PROVIDED TEXT -
******************************
I’m not talking about the relentless stream of misinformation and deception propagated by the cult of personality currently wielding power. Yes, the absence of government in a pandemic and climate apocalypse is troubling, and yes, the number of formerly responsible legislators mindlessly kowtowing to craven corruption is appalling, but beyond even that formerly unthinkable expanse of brain death is the screwball conspiracy hot line working around the clock to warn entirely unregulated militias of the threat of the Satanic child eating deep state, demonic possession made flesh in Joe Biden, the Clintons, Tom Hanks, and Mark Zuckerberg.

Remember Pepe, the frog meme that wandered from comic slacker on My Page to emblem of white supremicist neo-Nazi alt right bullies? From a distance, the flap about Pepe seems far less significant than the observation that we’re talking about Nazis, but the hijacking of a goofy image is connected with a reality I can barely understand. I’m a dinosaur, barely able to manage the complexities of my phone, stymied by the concept of cloud storage, dependent on print journalists to bring me any sense of what is happening around me. I wrote a college guide back in the ’90s emphasising work being done at Redlands University in Geographic Information Science, developing applications of the then highly protected Global Positioning System, available to civilians but scrambled so that enemies might not use GPS with precision. Just to drive the point home, we’ve had unscrambled GPS for ten years. Seems like it’s been around forever, right?

In those same early 1990’s we paid an ungodly amount to grab an hour on Gopher, the system developed by the University of Minnesota at the same time as the World Wide Web, less sophisticated but easier at the start to use. By 1995 Microsoft, Ebay, Yahoo, and Amazon were magically providing services I had not imagined, and smartphones and cat videos were on the horizon.

In the next decade, as I was still fumbling with Google Maps, the digital snake pit opened wide. Like Alice, I tumbled down rabbit holes, following one compressed snippet of information to the next, and the next, until the dawn’s early light. What I had not realized and even now cannot fully appreciate are insulating algorithms, filter bubbles, echo chambers. I get “click bait”, slightly misleading or tempting links that pull the undiscerning clicker into websites shilling one dubious product or another — maybe more than one, as there at least five sites eager to tell me what Amazon doesn’t want me to know. Fool me once, and so on.

The insulating algorithm, however, is the device that drives a user into a self defined universe of information or opinion. Once filtered, once trapped in an echo chamber, the user’s world shrinks to a complement of sources sharing the same political, social, or cultural views. Identified as likely to follow accounts of conspiracy foisted on an unprotected nation by a cabal of liberal elitist sex-predators, the user is directed to every post dropped by an anonymous source such as “Q” first at a website such as 4chan, then by more accessible social media — Twitter, Facebook, Youtube, and TikTok. The anonymous “Q” purports to be an insider in the Trump administration who not only reveals the depth of depravation practiced by the pedophilic Satanists operating within the deep state, but promises the culmination of Trump’s secret war in a Great Awakening or The Storm. When the storm arrives, Trump will snag the filthy conspirators and jam them in cells at Guantanamo Bay. The danger to Trump is constant, as reports of the attempt to shoot down his plane attest. Anonymity allows “Q” or any who take the handle to create a tent big enough for a plethora of conspiracies, contrived horror stories about vaccination and alien landings.
******************************
SUPPLIED RECORDS -
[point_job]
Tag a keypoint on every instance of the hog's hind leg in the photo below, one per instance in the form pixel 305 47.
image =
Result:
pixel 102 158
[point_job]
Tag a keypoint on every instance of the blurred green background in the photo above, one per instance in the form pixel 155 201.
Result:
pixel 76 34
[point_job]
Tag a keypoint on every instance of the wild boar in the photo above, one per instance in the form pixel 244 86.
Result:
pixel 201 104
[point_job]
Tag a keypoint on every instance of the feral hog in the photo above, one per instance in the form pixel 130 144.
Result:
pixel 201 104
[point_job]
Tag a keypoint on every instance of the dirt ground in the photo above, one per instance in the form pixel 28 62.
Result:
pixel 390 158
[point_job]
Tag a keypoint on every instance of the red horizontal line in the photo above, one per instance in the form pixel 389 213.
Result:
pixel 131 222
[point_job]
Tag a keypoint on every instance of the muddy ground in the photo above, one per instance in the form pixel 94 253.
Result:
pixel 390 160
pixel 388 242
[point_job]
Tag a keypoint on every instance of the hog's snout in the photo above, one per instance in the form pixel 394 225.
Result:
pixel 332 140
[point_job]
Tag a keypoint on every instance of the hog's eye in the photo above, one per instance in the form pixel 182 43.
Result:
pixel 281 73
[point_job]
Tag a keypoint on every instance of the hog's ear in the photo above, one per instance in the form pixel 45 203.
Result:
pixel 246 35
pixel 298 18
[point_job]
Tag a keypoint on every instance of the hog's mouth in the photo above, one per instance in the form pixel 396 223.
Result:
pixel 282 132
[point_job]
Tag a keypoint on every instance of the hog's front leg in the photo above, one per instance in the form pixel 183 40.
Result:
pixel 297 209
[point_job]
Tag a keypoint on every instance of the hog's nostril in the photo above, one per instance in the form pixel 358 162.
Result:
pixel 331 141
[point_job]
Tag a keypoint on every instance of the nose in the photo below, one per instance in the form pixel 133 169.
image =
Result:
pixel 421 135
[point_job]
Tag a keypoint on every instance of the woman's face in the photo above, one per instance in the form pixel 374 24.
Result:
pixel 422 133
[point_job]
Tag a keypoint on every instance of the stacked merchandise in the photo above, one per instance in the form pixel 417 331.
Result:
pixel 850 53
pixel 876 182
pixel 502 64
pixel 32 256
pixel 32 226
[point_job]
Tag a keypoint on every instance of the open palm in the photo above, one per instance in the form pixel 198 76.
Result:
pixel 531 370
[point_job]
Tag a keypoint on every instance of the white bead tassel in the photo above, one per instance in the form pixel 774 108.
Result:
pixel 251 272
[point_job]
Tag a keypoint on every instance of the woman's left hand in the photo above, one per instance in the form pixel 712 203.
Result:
******************************
WHAT YOU HAVE TO DO -
Pick up the piece on filter bubbles and the "Q" conspiracies at the end of its last paragraph, and write the next part.

RESPONSE TO THE TASK -
QAnon, the movement spawned in these isolated algorithmic echo chambers, is estimated to have grown by more than 120% in the last year, although movements operating with such ferocity defy quantification. I’m not one to argue against the reality of conspiracies; we’ve got a dandy unfolding as we learn just how deliberately agents of the administration conspired to politicize the pandemic. There are and will be reasons to question events in our midst. On the other hand, conspiracy has long been a favored pastime of the untethered mind, and in a time of real cultural upheaval, as the isolating algorithms of social media operate at peak efficiency, as dangerously irresponsible thrill seekers spread fear and hatred because they can, as Russian troll farms pump out misinformation to drive the nation toward civil unrest, as the rabbit holes serve racism, misogyny, anti semitism, nativism, and homophobia, the impact of baseless, contorted conspiracy has become a significant factor in determining the future of democratic institutions.

Aside from the basic and bizarre battiness of the Qscape though, here’s the observation about the QAnon phenomenon that is most puzzling to me: The absurd allegations directed at those outside Trumpville are vile, but with the exception of the “Save The Children” activists, the “Q” t shirts, “Q” rallies, “Q” memes, “Q” slogan (“Where we go one, we go all”, compressed as wwg1wga), present quasi merriment, folky horseplay, jollity as fists are raised. These are not townspeople with pitchforks; they’re having a great time roiling in their conspiratorial miniverse. Some conspiracy theorists think the current groundswell of enthusiasm most closely reflects Live Action Role Playing (LARPING), hunting for clues to the coming of the storm like squirrels looking for acorns.

I’m not having much fun as QAnon finds a place in Congress and in the political mainstream. This movement is no joke, and it’s hardly likely that true believers will reconcile themselves to an election outcome that does not serve the storm.

Fire is consuming much of the West, Miami and New Orleans will soon need scuba gear to direct traffic, the administration’s best idea in facing covid is to let millions catch it and die, and I’m worried about a few hundred thousand people who think I’m keen on drinking the blood of children?

Yup, I am.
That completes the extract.